Prompt:
Collect every line of the data below that contains the string "hands", and copy each such line in full.

══ Extracted material ══

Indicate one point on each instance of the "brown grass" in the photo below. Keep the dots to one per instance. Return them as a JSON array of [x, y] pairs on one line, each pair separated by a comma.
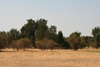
[[48, 58]]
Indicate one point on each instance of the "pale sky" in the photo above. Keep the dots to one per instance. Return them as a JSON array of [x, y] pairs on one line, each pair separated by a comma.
[[67, 15]]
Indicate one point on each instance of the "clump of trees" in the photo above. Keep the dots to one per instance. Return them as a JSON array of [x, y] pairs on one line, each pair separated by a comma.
[[46, 44], [74, 40], [37, 34]]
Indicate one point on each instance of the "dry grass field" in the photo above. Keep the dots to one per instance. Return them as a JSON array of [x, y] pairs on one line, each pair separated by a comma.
[[48, 58]]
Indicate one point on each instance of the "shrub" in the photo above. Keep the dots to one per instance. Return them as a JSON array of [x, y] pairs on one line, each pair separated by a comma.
[[46, 44], [22, 44]]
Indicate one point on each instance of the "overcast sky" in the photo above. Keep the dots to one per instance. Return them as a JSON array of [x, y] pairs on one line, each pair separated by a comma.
[[67, 15]]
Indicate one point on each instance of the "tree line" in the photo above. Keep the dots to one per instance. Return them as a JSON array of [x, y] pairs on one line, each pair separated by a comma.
[[37, 34]]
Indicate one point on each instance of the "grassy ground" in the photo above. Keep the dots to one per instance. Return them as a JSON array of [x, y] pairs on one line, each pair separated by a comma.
[[47, 58]]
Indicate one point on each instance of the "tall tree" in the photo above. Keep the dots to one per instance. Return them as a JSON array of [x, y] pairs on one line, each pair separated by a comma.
[[52, 33], [3, 40], [13, 34], [61, 41], [28, 30], [96, 35], [41, 29]]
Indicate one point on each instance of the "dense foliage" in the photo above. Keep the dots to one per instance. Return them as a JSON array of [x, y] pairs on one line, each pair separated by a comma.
[[38, 34]]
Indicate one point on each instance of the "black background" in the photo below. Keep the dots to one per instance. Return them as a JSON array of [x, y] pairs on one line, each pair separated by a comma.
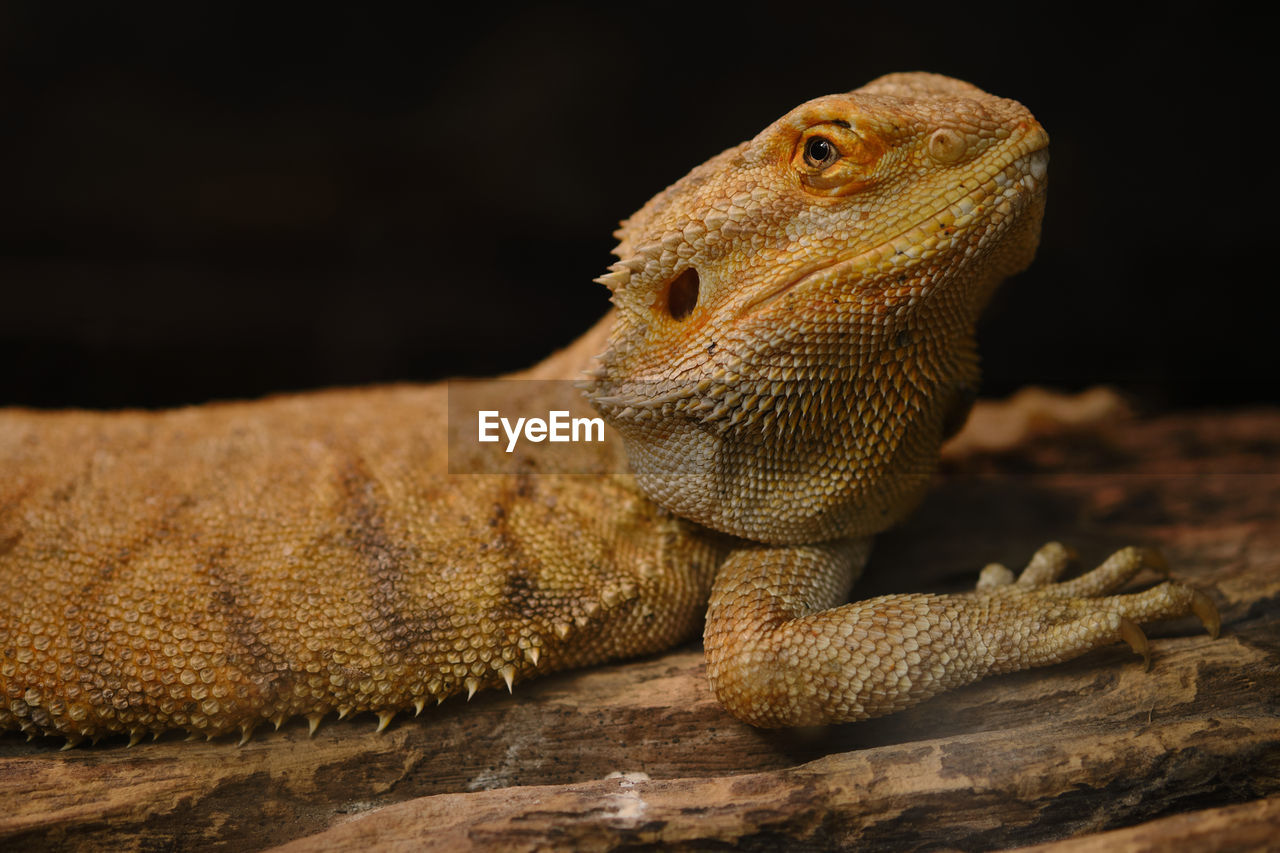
[[223, 200]]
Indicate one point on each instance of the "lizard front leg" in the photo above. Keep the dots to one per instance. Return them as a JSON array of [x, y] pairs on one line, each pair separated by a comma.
[[781, 653]]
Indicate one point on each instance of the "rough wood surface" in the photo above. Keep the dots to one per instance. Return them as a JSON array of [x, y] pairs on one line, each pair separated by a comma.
[[1057, 753]]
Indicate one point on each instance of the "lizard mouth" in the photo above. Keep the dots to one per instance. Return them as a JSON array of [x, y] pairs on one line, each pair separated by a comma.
[[1009, 191]]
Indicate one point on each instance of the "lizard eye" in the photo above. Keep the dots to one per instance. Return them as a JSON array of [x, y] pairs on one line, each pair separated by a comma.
[[819, 153], [833, 158]]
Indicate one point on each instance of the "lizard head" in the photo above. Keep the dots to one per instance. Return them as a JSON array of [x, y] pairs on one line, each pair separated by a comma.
[[794, 319]]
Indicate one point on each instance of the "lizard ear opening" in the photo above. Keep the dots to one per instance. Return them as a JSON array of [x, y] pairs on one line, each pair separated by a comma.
[[682, 293]]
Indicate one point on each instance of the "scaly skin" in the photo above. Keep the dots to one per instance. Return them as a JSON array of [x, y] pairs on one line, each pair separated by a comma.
[[791, 342]]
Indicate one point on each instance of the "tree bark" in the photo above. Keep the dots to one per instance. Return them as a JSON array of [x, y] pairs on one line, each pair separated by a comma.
[[1185, 752]]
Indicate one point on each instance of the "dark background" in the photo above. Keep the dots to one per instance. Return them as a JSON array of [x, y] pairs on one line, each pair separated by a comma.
[[223, 200]]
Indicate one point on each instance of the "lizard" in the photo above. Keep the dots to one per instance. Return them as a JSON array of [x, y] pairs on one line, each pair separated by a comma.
[[790, 342]]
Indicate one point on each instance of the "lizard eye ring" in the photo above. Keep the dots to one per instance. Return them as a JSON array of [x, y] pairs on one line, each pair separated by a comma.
[[832, 158], [819, 153]]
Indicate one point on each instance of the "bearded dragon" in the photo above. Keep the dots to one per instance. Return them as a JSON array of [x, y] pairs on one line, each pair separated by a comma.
[[792, 338]]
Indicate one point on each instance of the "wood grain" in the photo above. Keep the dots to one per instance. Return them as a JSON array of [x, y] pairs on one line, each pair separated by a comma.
[[1038, 757]]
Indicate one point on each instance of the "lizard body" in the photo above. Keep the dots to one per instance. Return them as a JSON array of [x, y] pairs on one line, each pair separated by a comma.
[[791, 342]]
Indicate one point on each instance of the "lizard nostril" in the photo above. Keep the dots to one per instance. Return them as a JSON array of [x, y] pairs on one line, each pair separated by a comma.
[[682, 293]]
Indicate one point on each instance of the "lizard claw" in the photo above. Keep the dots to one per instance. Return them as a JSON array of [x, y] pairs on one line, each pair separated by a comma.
[[1137, 639]]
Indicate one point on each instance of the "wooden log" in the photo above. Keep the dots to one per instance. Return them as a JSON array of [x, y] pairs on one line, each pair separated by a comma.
[[1061, 752]]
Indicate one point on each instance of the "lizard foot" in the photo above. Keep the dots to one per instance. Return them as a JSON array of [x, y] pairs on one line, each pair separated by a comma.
[[1080, 614], [780, 653]]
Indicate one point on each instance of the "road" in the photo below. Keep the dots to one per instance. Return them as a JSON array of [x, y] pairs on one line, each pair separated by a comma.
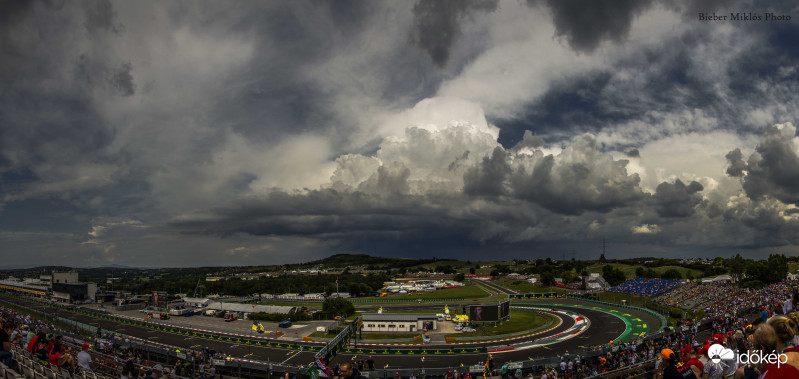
[[603, 328]]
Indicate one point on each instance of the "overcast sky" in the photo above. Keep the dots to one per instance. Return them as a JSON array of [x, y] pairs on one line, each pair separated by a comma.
[[187, 133]]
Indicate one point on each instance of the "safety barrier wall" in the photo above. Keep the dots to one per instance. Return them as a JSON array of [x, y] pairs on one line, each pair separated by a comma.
[[239, 367], [660, 317]]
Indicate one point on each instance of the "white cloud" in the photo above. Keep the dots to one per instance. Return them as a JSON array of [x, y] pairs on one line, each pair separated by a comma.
[[645, 229]]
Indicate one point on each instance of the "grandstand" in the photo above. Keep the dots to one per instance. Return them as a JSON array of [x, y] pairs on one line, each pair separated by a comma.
[[646, 287]]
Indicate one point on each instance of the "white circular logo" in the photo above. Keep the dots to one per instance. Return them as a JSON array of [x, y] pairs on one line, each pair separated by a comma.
[[718, 352]]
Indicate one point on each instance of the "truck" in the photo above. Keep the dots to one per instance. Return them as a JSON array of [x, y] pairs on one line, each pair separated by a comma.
[[158, 315]]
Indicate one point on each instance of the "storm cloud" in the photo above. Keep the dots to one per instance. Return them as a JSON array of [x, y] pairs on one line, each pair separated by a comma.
[[257, 130]]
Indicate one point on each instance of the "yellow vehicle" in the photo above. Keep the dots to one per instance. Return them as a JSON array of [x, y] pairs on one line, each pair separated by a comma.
[[256, 326]]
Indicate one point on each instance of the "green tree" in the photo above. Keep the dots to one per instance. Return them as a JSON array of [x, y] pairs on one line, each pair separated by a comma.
[[613, 275], [336, 306], [548, 278], [671, 273]]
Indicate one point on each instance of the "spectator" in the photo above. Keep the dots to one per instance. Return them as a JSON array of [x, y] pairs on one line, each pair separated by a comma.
[[128, 371], [5, 343], [84, 359]]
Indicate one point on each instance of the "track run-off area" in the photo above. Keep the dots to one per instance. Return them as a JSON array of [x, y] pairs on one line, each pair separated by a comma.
[[579, 326]]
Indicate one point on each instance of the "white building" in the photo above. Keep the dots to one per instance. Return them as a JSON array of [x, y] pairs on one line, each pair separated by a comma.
[[398, 322]]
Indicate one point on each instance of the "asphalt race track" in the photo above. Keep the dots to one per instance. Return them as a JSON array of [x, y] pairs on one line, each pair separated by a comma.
[[604, 327]]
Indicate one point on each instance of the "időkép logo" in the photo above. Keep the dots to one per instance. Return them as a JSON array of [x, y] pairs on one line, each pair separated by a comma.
[[717, 353]]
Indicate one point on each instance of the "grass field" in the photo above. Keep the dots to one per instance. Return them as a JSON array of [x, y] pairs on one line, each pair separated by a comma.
[[629, 270], [519, 321], [466, 292], [521, 286]]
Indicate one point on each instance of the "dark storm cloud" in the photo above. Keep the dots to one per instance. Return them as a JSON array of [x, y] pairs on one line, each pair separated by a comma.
[[676, 199], [325, 214], [585, 24], [736, 162], [44, 122], [437, 24], [122, 80], [100, 16], [529, 141], [672, 80], [773, 169], [488, 178]]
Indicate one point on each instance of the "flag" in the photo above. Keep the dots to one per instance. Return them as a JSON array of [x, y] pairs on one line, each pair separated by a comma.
[[313, 372]]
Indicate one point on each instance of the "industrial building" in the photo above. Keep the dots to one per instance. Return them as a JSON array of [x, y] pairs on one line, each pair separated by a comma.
[[399, 322]]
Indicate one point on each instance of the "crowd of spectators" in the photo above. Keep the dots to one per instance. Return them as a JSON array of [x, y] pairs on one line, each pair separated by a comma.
[[646, 287], [761, 321], [718, 299], [46, 345]]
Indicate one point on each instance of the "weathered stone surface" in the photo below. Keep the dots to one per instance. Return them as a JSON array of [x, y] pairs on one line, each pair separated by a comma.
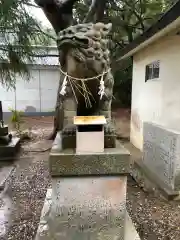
[[8, 152], [88, 208], [67, 162], [161, 153], [3, 130], [85, 66], [96, 212]]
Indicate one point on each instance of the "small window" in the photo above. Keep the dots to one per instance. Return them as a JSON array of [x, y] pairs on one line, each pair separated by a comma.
[[152, 71]]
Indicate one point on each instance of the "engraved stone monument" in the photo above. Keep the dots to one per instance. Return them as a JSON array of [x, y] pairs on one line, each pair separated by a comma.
[[9, 145], [161, 154], [88, 167]]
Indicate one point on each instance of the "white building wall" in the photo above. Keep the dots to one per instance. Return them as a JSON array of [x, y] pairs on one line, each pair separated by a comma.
[[156, 100], [36, 95]]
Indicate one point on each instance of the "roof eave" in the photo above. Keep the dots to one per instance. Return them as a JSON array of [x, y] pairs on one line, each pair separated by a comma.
[[172, 26]]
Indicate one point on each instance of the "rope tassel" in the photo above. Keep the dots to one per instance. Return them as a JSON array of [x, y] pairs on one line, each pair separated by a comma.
[[64, 85], [101, 87]]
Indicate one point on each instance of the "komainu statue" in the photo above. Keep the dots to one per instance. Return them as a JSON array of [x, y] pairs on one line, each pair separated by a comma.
[[86, 78]]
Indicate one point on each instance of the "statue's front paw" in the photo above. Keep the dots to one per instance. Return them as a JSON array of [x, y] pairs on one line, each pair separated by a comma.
[[69, 129]]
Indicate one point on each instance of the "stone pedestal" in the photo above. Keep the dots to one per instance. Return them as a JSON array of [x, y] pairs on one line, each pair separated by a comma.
[[86, 201], [66, 162]]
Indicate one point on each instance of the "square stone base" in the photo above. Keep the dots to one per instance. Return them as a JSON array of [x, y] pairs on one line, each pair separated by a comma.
[[88, 208], [8, 152], [67, 162]]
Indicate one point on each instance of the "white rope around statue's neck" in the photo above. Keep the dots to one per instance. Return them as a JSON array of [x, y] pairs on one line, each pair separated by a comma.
[[84, 79], [69, 78]]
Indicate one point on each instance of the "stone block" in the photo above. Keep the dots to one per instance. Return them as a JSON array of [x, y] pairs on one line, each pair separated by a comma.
[[85, 208], [8, 152], [65, 162], [161, 153]]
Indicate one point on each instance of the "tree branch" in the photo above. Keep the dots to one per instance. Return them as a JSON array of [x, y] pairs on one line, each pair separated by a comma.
[[58, 13], [96, 11]]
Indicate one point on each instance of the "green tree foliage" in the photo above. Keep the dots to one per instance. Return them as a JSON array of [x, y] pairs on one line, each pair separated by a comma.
[[129, 18], [18, 32]]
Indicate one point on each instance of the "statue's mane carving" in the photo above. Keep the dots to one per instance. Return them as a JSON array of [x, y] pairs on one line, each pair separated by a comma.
[[88, 44]]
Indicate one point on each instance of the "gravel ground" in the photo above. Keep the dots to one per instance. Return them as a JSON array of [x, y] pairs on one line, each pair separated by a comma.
[[26, 188]]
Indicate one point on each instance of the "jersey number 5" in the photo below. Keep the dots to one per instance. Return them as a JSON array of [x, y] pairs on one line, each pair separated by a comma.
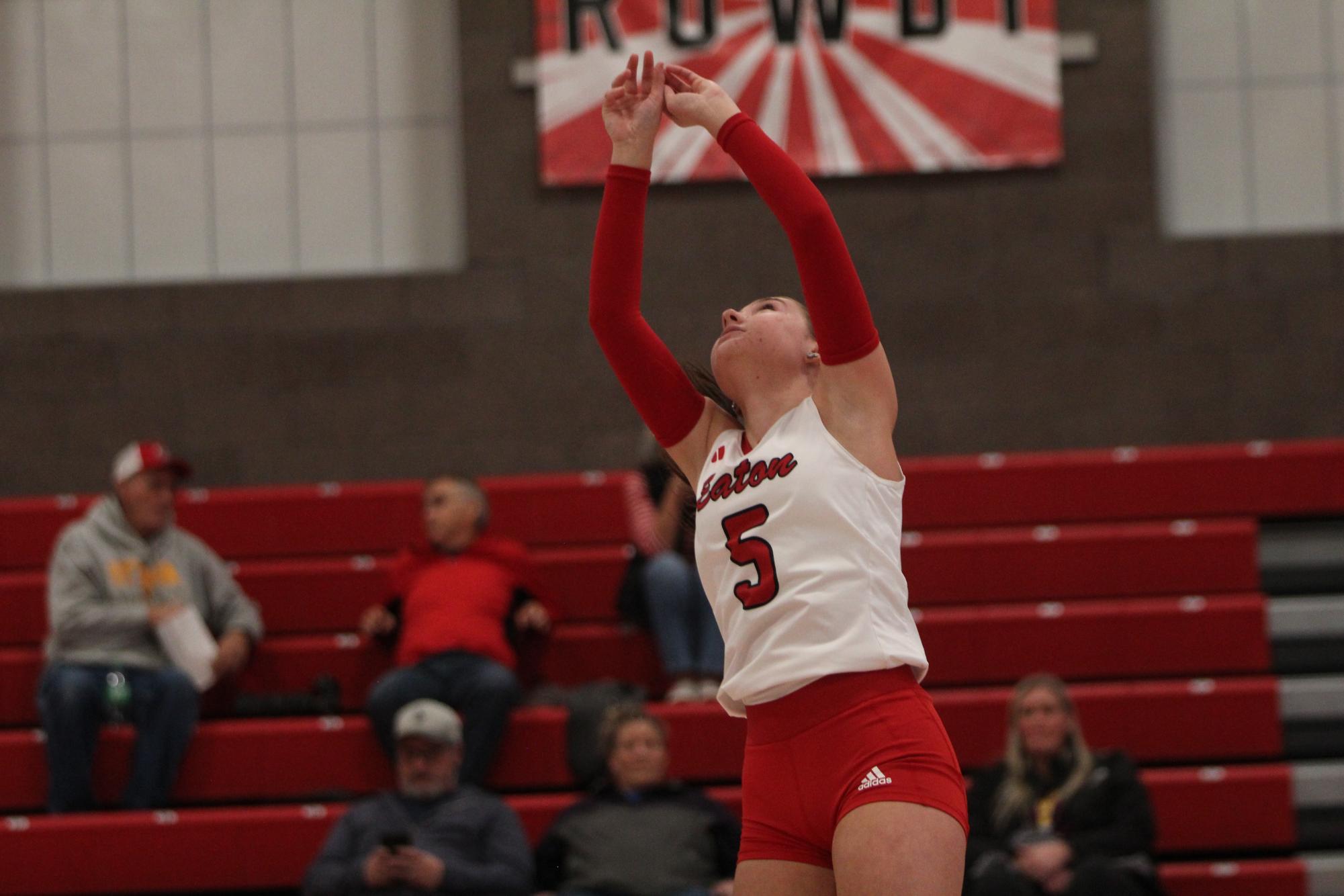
[[752, 553]]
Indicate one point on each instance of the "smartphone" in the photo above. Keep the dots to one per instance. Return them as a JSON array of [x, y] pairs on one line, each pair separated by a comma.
[[397, 840]]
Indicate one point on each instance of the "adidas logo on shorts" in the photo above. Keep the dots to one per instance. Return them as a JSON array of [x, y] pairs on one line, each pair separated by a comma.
[[874, 780]]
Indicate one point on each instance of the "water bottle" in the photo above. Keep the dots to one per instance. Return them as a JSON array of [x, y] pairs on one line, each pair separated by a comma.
[[118, 697]]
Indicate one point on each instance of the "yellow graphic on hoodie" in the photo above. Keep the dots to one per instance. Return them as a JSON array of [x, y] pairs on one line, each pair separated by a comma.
[[134, 573]]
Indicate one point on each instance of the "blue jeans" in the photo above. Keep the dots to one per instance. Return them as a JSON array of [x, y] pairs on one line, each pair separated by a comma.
[[479, 688], [680, 617], [165, 707]]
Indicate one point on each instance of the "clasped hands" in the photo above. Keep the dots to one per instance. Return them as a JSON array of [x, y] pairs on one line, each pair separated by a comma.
[[408, 866], [633, 108], [1047, 864]]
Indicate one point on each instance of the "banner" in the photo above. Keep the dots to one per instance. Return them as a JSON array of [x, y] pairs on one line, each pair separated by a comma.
[[847, 87]]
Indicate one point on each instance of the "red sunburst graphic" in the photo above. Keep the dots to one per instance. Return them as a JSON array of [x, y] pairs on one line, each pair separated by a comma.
[[975, 95]]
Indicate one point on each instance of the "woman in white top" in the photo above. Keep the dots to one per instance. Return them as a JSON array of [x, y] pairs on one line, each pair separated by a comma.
[[850, 784]]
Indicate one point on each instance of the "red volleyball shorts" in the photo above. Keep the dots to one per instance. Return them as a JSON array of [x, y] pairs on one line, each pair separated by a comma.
[[836, 745]]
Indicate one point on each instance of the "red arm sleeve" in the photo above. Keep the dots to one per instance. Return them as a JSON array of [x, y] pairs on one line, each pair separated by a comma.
[[831, 287], [658, 386]]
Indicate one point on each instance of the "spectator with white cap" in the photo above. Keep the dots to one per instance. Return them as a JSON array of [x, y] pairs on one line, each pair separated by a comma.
[[432, 835], [116, 577]]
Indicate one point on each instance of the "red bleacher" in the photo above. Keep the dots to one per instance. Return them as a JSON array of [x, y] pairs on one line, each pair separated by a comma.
[[1153, 721], [143, 852], [1089, 564], [1259, 480]]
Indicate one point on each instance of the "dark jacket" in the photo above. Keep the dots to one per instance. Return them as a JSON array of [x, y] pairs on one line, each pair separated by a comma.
[[479, 839], [1108, 817], [660, 842]]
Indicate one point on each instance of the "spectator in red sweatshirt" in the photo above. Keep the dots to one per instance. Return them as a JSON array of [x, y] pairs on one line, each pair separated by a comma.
[[460, 598]]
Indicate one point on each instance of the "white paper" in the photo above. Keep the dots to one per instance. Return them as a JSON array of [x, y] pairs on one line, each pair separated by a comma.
[[190, 647]]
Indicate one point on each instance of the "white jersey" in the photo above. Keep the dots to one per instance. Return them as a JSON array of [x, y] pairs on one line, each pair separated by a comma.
[[799, 549]]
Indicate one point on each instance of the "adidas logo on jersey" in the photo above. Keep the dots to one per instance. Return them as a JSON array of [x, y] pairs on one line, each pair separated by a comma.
[[874, 780]]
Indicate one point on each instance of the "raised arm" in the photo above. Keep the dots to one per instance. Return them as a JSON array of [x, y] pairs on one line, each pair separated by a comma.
[[855, 392], [678, 416]]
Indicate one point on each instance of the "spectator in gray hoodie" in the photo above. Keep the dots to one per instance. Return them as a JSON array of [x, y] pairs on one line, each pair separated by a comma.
[[115, 576], [431, 836]]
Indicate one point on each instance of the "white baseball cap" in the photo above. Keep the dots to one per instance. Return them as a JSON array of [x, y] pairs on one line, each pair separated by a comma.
[[147, 456], [428, 719]]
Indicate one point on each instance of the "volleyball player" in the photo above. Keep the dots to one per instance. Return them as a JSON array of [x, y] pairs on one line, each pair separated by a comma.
[[850, 784]]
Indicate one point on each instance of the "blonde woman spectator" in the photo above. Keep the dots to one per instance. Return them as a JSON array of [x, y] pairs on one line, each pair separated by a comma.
[[1054, 817]]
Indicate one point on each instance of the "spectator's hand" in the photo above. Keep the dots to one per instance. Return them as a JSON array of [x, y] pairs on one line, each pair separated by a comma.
[[379, 870], [1059, 882], [1042, 862], [161, 613], [234, 649], [377, 621], [534, 617], [420, 870]]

═══

Result for this exercise:
Indicate one point on each instance of the "clasped hands" in the photo above. Keep the dots to one per instance. Return them as a JSON array of [x, y] pairs on one line, each pair separated by a comma.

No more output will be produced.